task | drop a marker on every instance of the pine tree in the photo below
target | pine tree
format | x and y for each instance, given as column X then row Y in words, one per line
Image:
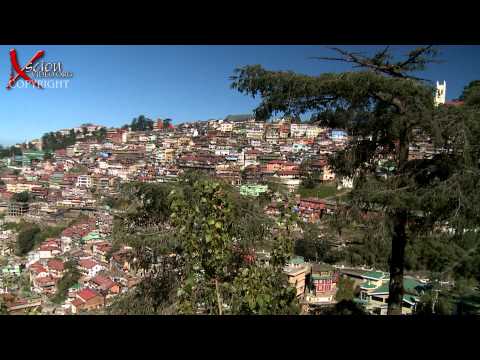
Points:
column 382, row 107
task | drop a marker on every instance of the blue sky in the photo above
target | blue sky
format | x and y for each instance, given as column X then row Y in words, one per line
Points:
column 113, row 84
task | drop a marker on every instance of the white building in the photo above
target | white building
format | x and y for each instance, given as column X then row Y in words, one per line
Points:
column 84, row 181
column 299, row 130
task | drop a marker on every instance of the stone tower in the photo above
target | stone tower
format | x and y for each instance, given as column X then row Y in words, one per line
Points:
-------
AIM: Format the records as a JSON list of strings, one string per line with blank lines omitted, starting at the line that contains "task | drop a marker on every instance of the stone" and ending at the last line of the records.

FULL RESPONSE:
[
  "task | drop a marker on every instance of the stone tower in the photo above",
  "target | stone tower",
  "format | x and y for each instance, given as column X then row Y in words, one per line",
  "Points:"
]